§ Stored items:
┄┄┄┄┄┄┄┄┄┄
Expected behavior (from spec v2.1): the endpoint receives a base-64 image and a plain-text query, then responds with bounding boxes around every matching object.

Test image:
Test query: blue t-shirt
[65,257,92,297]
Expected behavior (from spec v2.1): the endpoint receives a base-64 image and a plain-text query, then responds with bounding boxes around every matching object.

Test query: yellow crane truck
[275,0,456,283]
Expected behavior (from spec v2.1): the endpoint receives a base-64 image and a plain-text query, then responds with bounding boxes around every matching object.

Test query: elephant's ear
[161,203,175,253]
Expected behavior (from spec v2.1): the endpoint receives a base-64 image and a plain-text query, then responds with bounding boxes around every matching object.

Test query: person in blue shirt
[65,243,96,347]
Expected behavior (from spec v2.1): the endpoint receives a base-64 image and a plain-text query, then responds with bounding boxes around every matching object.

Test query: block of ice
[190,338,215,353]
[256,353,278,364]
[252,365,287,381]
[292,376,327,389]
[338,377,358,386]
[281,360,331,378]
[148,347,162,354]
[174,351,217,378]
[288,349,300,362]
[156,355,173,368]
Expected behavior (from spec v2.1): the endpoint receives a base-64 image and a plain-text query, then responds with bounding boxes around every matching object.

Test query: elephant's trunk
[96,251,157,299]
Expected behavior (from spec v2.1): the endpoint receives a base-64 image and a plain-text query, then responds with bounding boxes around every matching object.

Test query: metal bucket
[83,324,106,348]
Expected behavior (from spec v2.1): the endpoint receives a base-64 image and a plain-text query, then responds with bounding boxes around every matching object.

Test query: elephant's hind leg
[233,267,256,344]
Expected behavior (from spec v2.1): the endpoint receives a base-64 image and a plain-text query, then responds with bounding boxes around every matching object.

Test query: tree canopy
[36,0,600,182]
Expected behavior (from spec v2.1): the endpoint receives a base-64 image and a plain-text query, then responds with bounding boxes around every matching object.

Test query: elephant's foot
┄┄┄┄┄┄┄┄┄┄
§ WHAT THE TASK ASKS: Reproduce all of the data above line for line, with no changes.

§ PROBLEM SOLUTION:
Expected behavior (from spec v2.1): the endpoint receives a base-64 image and a plain-text query, then responds with bounding boxes around every matching object.

Test image:
Test query: blue t-shirt
[65,257,92,297]
Expected behavior (from spec v2.1): the endpoint receives a base-64 image and a plain-text query, then responds with bounding boxes around every matching object.

Test query: yellow crane truck
[275,0,456,283]
Expected behavior (from spec v2.1): the endpoint receives a base-64 image and a plain-text query, then responds with bounding boxes around every matching object.

Test query: elephant's ear
[161,203,175,253]
Expected behavior (from spec v2.1): the endpoint receives a base-64 image and a plain-text query, then responds with bounding boxes around every matching object.

Test query: person in blue shirt
[65,243,96,347]
Expected behavior (from spec v2.1): the endpoint receives a base-64 image and a plain-text query, then responds with bounding boxes around every matching object.

Test query: block of ice
[190,338,215,353]
[256,353,278,364]
[252,365,287,381]
[292,376,327,389]
[338,377,358,386]
[281,360,331,378]
[148,347,162,354]
[174,351,217,378]
[288,349,300,362]
[156,355,173,368]
Expected behavior (from spec v2.1): the endpoint receives a base-64 image and a plain-text query, then responds with bounding boxes around every matching object.

Test query: elephant's trunk
[96,251,157,299]
Expected behavior (from spec v2.1): the endpoint receives a base-64 image and a plain-text query, then responds with bounding boxes around every matching object.

Test query: metal bucket
[83,324,106,348]
Expected behavior (from spec v2.1): the endpoint receives a base-64 image and a plain-text query, then responds with bounding boxes around every matching object.

Test query: elephant's hind leg
[233,267,256,344]
Expected behavior (from spec v2.1): the endpoint receives a base-64 image and a plain-text query, then responds with bounding boxes around every matching object.

Test query: tree canopy
[36,0,600,182]
Expected behavior (from spec v2.1): the endpoint receives a base-64 image and a plain-text query, then responds with bounding boxes around every matching object.

Test query: elephant's foot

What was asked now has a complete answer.